[DIRECTIONS]
Which lines of the rows below contain the word "khaki"? List each of them in full.

Pointing dataset excerpts:
..........

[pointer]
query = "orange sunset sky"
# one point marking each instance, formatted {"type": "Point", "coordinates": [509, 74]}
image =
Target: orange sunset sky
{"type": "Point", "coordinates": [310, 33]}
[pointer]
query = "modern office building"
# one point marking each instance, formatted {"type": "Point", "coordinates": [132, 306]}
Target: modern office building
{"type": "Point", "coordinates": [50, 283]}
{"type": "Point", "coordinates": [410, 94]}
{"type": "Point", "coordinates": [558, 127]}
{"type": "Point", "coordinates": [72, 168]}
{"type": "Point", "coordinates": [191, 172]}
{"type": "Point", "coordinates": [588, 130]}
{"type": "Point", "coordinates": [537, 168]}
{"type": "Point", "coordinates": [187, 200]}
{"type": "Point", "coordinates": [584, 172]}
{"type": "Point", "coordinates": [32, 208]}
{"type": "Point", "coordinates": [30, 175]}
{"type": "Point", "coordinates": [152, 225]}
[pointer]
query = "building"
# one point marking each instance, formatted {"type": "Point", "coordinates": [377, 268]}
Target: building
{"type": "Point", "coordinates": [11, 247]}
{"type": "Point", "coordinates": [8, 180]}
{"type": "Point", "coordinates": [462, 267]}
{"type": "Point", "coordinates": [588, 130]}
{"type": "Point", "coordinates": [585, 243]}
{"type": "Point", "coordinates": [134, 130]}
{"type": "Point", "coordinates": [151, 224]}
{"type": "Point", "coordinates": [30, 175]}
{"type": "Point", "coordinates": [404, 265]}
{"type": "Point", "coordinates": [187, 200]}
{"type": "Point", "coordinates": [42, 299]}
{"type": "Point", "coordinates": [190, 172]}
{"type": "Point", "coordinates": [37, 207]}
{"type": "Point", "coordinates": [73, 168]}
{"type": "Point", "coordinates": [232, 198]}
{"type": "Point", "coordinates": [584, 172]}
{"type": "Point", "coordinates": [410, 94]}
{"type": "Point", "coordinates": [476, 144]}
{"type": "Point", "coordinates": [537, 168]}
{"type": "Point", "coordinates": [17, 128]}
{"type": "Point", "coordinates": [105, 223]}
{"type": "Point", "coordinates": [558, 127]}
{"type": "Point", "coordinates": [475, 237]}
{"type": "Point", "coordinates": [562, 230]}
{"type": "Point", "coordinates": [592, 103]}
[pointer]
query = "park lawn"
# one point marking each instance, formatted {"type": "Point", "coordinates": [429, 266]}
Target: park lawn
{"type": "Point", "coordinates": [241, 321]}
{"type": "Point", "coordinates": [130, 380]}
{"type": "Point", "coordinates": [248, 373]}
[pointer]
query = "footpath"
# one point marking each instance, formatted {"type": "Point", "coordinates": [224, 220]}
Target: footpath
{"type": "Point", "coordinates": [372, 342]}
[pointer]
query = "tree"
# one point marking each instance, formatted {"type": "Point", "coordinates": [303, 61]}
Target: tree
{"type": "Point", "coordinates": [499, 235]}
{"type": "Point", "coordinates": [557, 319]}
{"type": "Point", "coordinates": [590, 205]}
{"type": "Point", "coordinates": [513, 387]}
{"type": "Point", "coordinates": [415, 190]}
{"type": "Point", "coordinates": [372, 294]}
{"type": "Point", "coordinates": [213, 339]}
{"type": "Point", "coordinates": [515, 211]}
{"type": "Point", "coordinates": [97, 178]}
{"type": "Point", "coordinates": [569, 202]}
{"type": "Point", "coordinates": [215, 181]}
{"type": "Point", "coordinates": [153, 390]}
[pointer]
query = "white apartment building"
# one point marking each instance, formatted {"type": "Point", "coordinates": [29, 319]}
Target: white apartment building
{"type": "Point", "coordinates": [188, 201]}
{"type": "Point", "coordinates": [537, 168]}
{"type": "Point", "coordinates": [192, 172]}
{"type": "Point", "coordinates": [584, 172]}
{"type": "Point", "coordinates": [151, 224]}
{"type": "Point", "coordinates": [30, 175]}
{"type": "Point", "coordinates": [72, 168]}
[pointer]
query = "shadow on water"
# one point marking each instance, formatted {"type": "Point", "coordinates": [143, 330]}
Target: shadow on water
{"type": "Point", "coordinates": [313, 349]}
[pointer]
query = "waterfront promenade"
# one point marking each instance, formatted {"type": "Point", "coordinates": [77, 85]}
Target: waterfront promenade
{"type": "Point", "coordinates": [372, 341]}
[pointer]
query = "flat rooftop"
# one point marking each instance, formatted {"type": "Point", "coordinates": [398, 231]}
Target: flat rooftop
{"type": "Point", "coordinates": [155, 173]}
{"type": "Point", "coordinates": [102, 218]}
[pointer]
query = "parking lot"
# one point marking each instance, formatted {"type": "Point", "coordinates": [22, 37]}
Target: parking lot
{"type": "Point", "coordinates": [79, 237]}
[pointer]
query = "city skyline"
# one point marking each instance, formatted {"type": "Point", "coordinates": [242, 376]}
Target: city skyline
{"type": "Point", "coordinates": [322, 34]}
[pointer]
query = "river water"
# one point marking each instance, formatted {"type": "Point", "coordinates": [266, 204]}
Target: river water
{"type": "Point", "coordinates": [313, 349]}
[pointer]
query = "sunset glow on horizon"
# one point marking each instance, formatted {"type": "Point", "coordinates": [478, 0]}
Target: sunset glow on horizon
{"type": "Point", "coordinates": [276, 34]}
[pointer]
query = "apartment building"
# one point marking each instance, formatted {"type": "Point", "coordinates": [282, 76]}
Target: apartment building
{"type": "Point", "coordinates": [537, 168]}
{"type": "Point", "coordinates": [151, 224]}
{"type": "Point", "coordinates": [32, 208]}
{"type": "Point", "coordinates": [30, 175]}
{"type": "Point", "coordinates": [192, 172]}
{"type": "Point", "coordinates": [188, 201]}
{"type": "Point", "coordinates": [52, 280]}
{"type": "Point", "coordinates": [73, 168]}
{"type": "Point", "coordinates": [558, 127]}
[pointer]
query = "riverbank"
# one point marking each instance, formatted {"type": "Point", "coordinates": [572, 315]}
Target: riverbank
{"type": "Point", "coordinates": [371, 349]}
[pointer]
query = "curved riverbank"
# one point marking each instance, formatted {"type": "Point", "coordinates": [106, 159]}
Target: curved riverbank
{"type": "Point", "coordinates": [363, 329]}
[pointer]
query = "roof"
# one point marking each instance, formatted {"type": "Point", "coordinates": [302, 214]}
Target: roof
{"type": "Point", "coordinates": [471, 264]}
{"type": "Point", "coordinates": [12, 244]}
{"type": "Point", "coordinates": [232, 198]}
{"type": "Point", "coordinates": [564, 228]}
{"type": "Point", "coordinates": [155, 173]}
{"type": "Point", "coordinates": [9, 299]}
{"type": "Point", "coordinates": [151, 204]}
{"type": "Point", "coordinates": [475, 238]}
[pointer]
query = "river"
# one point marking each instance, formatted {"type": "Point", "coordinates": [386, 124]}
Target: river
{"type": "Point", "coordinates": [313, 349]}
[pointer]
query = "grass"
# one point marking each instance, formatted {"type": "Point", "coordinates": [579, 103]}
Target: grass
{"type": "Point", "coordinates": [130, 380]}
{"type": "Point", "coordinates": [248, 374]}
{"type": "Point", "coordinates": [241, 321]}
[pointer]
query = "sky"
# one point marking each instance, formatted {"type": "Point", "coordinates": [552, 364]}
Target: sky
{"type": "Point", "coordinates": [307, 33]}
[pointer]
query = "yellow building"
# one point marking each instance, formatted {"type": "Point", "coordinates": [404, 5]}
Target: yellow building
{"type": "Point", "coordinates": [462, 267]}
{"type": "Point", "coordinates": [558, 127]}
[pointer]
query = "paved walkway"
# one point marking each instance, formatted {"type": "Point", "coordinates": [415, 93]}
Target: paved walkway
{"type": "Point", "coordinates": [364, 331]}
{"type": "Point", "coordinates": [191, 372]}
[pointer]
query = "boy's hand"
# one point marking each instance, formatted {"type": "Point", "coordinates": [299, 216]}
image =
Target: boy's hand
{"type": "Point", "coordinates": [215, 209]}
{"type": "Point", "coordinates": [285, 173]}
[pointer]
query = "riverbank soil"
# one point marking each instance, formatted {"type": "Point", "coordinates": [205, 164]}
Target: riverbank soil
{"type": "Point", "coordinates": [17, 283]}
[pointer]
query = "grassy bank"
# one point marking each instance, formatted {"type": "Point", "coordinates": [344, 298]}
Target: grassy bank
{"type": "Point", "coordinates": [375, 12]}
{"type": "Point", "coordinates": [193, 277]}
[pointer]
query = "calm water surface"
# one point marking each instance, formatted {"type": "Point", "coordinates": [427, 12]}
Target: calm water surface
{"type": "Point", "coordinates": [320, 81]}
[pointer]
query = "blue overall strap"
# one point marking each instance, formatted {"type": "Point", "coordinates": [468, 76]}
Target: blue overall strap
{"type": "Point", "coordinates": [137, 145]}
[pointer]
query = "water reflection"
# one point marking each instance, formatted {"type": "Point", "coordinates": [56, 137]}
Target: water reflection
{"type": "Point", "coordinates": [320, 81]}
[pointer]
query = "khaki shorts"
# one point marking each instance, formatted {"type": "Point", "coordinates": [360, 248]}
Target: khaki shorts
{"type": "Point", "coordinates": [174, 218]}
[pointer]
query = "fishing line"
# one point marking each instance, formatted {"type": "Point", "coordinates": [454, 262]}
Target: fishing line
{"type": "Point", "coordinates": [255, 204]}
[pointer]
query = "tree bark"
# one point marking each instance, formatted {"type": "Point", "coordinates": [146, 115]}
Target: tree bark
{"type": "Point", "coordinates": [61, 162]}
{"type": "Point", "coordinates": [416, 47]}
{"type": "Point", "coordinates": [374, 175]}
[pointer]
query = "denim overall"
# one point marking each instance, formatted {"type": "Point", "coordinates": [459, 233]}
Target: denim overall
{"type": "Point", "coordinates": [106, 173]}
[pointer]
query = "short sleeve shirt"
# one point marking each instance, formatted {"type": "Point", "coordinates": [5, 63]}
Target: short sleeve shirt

..........

[RESULT]
query = "khaki shorts"
Target: khaki shorts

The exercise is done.